- Tu tarea 1:
Di si las afirmaciones (a), (b) y (c) coinciden con el fragmento sobre el padre José María Guzmán. Contesta sí o no a cada una y cita las palabras exactas del texto que lo deciden.
(a) En 1834 Guzmán estaba en Roma para pedir la beatificación de fray Antonio Margil.
(b) Según el texto, Guzmán no distinguía entre turco y musulmán por falta de inteligencia.
(c) El relato de Guzmán se parece más a los de Lamartine y Chateaubriand que a la obra de Amaro Centeno.
- Tu tarea 2: Devuelve sin cambiar nada el trozo del fragmento sobre el padre Guzmán que empieza con “3. Los viajeros” y sigue hasta “desequilibra la cristiandad.”.

3. Los viajeros y sus musulmanes
Fue el padre José María Guzmán al que se ha reputado como el primer mexicano en el “Oriente”.[40] Su misión, en 1834, era abogar, en Roma, por que fray Antonio Margil[41] fuera beatificado. Dada la demora del proceso, tomó ventaja de su localización para realizar la peregrinación que a todo buen creyente impacienta, la de Tierra Santa. Este personaje condensa todos los rasgos de la ontología tridentina. El discurso que procede de su pluma alude a un mundo ordenado como cristiandad. Luego, el musulmán es un Otro que desequilibra la cristiandad.
Lo cristiano se vuelve el parámetro lo mismo para lo inteligible que para lo ininteligible. Y esto explicaría, quizá parcialmente, por qué Guzmán no puede distinguir entre el gentilicio turco y el creyente musulmán. A veces usa el gentilicio atinadamente, en referencia a las facultades civiles, y a veces, también, describe correctamente al religioso en su práctica, pero él no parece estar bien consciente de la distinción. No lo está, ya sabemos, precisamente por su cosmovisión tridentina, y no por una inteligencia embrutecida, pues turco y “mahometano” no son sino metonimias de hereje.[42]
Assia Mohssine, única estudiosa escrupulosa del peregrino, realiza, en principio, una observación muy feliz del relato viajero.[43] Analiza el relato en tónica semiótica. Dice que “es construido, a grandes líneas, sobre las convenciones del género viático, a partir de la experiencia del viajero-peregrino”[44]. Se puede decir que Mohssine, con suma perspicacia, notó que el relato es una “forma discursiva”, concepto que útilmente propone Perla Chinchilla.[45]
Y, en efecto, el relato de esta peregrinación echa mano de recursos discursivos propios de otros relatos de peregrinos. Pero Guzmán está pensando en las formas discursivas que son propias de su linaje tridentino, y no, como Mohssine parecería insinuar, en los relatos de viajeros franceses. Hay mucho mayor parentesco entre el impreso de Guzmán y, por ejemplo, la Historia de cosas del Oriente, de Amaro Centeno publicado en 1595, que con los relatos, tan mentados aquí, de Lamartine y Chateaubriand.[46]
La cristiandad en la que vive Guzmán se refleja en el desprecio por los musulmanes. El cual se gesta por la falsedad de su religión —pues sólo Cristo es la verdad—, según entiende el teólogo. No hay juicios tolerantes para las prácticas del musulmán. El salat de la mezquita es acicate de burla, el Adhán del muaddín se reduce, según escucha, a gritos destemplados[47], y cuando nota la presencia de los faquires sufíes, Guzmán lleva el vituperio hasta el extremo diciendo que a “estos hombres sucios y desvergonzados reputan por santos los turcos, y se tienen por dichosos, tanto hombres como mugeres, con tocarlos ó besarlos, lo que prueba su espantosa ceguedad, ignorancia y fanatismo”, y su ultraje culmina cuando dice que ellos tienen “otras estupideces que asombran, y que seria muy molesto referir”[48].

- Datos del ejercicio:
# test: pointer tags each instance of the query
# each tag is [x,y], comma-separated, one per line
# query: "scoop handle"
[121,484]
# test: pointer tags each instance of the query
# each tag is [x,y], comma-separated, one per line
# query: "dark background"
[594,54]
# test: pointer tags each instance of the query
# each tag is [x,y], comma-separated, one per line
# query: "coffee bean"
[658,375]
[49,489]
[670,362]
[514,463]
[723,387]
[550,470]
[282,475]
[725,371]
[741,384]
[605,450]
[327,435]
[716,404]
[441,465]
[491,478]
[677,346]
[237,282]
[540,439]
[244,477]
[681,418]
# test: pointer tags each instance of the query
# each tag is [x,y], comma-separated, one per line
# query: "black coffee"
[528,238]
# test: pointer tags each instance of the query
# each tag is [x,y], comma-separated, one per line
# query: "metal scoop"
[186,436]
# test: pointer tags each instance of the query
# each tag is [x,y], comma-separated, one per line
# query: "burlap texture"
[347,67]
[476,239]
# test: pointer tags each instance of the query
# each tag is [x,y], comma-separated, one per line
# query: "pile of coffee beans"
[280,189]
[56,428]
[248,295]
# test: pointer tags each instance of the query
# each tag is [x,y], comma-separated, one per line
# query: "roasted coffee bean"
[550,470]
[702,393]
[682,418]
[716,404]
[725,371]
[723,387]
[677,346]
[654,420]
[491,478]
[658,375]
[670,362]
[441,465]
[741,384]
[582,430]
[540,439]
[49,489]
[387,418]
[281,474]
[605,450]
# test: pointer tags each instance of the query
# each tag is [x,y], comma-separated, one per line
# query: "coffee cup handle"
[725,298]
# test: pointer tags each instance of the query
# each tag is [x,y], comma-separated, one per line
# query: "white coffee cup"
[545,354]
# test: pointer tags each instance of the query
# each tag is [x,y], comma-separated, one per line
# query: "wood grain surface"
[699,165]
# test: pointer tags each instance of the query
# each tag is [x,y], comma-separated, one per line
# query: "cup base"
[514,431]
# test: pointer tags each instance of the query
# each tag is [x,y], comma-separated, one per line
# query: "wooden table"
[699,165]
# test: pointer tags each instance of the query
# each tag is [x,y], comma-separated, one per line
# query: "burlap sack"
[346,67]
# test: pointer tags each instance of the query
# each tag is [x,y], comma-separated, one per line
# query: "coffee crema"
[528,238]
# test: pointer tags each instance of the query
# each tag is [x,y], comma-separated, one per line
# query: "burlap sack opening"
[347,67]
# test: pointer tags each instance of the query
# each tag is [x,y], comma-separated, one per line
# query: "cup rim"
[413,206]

==

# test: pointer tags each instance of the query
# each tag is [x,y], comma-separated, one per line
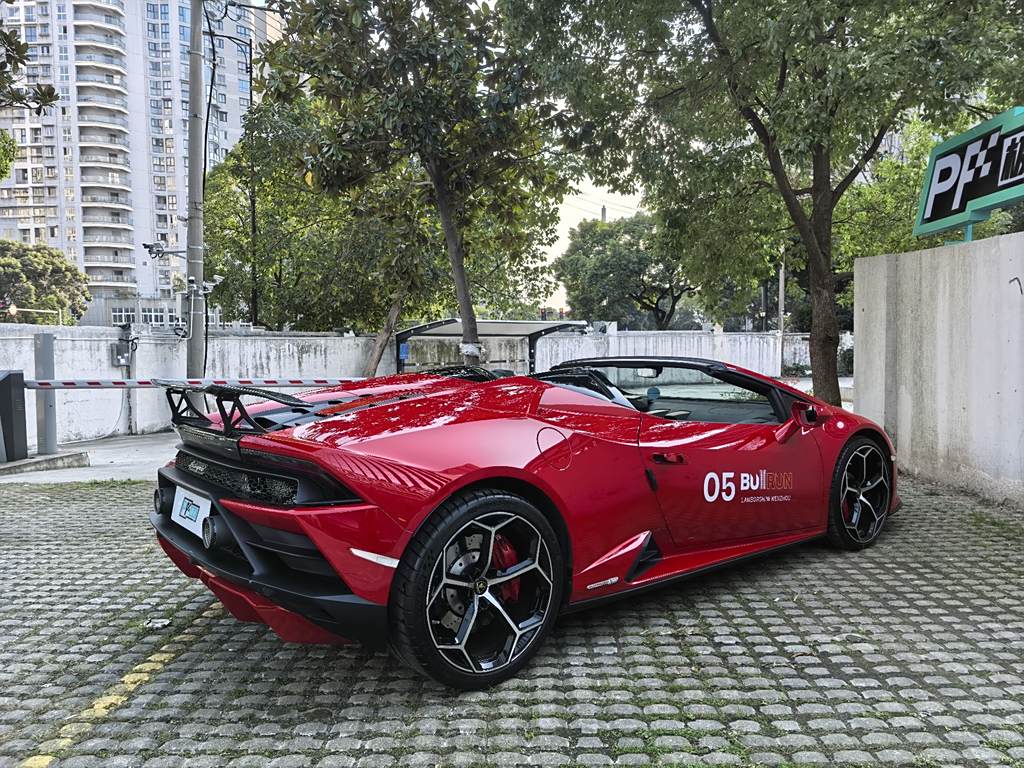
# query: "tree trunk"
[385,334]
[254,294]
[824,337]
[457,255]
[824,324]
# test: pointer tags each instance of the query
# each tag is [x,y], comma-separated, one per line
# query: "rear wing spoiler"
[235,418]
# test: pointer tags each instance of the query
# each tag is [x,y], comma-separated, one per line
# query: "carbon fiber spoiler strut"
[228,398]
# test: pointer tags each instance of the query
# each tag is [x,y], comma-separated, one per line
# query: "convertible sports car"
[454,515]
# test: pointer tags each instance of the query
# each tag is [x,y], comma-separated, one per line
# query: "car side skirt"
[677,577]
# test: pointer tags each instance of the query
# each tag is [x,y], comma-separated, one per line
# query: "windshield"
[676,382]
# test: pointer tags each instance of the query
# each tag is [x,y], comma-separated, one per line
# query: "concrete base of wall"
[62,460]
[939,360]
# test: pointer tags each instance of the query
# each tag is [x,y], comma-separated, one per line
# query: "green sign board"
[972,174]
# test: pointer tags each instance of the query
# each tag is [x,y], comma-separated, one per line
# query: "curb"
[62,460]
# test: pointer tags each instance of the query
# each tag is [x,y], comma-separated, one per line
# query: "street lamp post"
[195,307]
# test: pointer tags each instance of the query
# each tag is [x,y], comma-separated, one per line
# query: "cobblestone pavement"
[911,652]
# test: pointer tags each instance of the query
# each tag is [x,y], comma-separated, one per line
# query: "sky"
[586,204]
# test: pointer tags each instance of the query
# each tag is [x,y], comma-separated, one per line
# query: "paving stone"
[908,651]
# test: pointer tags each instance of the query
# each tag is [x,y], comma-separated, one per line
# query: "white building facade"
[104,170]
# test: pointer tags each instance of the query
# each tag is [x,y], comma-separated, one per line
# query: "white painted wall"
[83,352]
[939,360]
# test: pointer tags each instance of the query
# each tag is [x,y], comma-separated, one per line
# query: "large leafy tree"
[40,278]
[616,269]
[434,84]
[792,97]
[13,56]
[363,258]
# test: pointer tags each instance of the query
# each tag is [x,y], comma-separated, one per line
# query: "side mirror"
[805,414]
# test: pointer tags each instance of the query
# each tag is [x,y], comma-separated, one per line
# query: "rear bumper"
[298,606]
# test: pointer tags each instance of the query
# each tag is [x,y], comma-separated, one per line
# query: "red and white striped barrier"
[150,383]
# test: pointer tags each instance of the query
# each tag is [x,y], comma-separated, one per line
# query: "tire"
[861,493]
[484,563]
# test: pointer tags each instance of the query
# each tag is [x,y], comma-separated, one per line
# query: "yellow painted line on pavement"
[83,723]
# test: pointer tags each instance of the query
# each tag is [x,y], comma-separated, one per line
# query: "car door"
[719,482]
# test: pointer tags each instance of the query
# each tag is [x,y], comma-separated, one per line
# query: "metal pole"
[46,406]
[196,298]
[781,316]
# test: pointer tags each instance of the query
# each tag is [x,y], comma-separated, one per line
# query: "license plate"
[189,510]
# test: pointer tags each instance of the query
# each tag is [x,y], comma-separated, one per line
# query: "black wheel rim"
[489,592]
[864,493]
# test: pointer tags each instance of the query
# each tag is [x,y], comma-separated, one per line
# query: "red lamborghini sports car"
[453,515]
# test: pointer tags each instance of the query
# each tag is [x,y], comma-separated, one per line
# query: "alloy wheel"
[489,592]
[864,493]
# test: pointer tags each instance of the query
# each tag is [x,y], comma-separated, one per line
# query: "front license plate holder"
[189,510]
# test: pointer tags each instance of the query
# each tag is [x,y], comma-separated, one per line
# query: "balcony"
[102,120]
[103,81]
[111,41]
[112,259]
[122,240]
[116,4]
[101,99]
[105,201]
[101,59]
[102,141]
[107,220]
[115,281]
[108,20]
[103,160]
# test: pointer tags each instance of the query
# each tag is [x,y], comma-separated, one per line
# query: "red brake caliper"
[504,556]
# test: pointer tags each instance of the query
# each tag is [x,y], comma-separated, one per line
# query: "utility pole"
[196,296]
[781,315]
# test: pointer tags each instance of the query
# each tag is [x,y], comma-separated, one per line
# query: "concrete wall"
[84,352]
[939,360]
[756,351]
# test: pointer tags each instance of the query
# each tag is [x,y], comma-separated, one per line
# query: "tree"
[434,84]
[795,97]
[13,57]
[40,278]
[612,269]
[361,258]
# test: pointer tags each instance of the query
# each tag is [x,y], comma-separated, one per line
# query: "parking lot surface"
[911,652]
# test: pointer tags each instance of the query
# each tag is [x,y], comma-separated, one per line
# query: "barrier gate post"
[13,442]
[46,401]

- Respuesta 1:
(a) Sí: "Su misión, en 1834, era abogar, en Roma, por que fray Antonio Margil"
(b) No: "y no por una inteligencia embrutecida"
(c) No: "Hay mucho mayor parentesco entre el impreso de Guzmán y, por ejemplo, la Historia de cosas del Oriente, de Amaro Centeno"

- Respuesta 2:
3. Los viajeros y sus musulmanes
Fue el padre José María Guzmán al que se ha reputado como el primer mexicano en el “Oriente”.[40] Su misión, en 1834, era abogar, en Roma, por que fray Antonio Margil[41] fuera beatificado. Dada la demora del proceso, tomó ventaja de su localización para realizar la peregrinación que a todo buen creyente impacienta, la de Tierra Santa. Este personaje condensa todos los rasgos de la ontología tridentina. El discurso que procede de su pluma alude a un mundo ordenado como cristiandad. Luego, el musulmán es un Otro que desequilibra la cristiandad.